§ **WORK INSTRUCTION**: Determine the number of lines below that contain "head". Write nothing but that number.

(Dataset entries)
* * * * *

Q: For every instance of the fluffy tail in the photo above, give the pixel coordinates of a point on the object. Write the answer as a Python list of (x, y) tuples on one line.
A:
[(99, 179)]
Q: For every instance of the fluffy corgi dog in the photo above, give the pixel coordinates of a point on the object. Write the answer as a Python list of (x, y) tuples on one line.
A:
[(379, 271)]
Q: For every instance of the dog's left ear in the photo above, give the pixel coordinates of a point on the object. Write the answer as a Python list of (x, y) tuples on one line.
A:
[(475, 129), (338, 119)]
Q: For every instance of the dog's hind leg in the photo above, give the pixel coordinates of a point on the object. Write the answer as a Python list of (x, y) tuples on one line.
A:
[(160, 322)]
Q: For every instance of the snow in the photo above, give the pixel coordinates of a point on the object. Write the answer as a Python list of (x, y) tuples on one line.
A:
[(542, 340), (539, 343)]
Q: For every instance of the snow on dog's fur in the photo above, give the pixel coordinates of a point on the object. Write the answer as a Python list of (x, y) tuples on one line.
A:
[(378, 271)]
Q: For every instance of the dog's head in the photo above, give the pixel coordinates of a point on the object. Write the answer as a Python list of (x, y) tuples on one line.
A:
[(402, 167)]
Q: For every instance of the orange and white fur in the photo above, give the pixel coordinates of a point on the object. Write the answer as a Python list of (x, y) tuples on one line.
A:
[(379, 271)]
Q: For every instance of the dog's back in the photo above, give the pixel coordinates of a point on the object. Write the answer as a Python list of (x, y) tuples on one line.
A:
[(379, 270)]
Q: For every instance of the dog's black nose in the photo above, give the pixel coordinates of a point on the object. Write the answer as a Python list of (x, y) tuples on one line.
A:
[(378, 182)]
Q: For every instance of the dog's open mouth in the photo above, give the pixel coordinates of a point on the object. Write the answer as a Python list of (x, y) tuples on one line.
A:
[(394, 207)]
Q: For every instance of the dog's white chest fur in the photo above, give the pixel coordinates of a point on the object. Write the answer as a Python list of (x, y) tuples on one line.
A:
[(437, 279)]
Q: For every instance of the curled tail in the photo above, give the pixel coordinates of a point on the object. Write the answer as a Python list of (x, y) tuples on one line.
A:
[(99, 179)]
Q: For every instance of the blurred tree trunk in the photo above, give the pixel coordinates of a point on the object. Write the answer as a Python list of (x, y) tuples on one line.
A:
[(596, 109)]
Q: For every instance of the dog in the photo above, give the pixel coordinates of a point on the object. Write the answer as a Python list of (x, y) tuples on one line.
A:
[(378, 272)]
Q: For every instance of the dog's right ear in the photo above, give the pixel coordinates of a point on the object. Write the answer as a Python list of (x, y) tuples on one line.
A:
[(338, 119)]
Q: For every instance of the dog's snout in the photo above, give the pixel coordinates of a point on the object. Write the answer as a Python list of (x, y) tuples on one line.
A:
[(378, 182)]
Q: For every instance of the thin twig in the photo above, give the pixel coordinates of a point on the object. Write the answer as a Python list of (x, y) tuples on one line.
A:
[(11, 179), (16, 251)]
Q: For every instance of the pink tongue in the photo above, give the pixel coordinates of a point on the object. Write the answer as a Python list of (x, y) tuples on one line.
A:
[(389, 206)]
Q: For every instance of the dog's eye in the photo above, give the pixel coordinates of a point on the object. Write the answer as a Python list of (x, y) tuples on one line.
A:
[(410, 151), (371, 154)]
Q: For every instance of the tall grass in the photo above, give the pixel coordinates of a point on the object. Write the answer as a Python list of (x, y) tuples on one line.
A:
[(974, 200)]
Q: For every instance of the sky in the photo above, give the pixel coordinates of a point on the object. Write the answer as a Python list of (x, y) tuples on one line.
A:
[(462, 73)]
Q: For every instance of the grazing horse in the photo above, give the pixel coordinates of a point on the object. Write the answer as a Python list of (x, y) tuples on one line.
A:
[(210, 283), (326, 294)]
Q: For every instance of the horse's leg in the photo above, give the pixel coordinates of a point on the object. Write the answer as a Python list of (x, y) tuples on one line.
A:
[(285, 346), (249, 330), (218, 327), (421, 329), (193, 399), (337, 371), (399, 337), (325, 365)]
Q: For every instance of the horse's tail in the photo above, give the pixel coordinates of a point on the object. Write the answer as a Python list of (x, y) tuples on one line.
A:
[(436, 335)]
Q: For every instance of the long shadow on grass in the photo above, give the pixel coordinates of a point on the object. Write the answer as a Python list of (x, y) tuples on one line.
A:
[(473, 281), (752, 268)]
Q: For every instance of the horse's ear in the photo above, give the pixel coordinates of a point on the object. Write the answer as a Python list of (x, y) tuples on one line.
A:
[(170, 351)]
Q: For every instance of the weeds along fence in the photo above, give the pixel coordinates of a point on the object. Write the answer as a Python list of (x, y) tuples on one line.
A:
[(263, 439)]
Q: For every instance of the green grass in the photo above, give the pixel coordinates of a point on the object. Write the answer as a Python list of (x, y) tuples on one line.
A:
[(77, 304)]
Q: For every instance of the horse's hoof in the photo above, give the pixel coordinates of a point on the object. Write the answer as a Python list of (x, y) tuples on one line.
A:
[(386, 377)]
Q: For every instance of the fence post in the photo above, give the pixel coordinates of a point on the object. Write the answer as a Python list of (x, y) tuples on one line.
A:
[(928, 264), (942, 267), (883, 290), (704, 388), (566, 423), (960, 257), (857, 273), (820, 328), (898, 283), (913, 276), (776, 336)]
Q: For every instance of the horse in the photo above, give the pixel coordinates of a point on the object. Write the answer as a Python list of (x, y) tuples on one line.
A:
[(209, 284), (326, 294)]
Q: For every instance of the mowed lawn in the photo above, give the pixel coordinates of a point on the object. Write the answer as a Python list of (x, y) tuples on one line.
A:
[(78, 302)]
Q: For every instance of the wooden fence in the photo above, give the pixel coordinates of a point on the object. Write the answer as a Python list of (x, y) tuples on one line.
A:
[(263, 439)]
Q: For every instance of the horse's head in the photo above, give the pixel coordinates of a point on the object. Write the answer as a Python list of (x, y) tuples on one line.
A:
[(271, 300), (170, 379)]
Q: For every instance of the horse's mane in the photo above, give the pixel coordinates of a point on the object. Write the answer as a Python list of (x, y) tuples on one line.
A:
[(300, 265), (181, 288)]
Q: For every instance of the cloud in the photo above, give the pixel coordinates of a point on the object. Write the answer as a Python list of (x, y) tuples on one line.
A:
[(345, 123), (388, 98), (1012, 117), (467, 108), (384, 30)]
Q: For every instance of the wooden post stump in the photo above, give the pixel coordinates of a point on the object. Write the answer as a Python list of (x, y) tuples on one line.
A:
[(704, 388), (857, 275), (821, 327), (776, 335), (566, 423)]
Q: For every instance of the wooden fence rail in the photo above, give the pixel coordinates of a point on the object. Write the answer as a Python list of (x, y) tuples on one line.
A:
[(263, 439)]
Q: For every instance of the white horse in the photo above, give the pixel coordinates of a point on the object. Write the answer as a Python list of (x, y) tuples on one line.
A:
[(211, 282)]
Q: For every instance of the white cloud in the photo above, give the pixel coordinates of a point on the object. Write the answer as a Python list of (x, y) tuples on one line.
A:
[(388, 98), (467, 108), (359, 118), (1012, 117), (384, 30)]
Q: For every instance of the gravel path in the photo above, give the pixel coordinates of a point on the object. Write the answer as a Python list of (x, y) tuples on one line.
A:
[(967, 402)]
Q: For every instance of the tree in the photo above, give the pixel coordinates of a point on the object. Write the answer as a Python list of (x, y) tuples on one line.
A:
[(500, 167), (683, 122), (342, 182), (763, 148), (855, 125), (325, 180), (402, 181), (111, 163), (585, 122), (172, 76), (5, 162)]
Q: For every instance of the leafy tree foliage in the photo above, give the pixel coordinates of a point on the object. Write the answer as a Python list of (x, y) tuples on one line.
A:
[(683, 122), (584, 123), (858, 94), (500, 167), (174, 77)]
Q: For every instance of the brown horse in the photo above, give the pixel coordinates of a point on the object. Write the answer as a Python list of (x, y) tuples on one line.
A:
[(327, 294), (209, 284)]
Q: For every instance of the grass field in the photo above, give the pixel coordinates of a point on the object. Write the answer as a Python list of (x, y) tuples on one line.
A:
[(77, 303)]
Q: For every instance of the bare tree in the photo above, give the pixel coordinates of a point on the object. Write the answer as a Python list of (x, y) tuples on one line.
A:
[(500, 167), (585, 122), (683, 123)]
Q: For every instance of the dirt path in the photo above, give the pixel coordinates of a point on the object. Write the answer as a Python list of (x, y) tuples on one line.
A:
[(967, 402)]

* * * * *

§ **RESPONSE TO THE TASK**: 2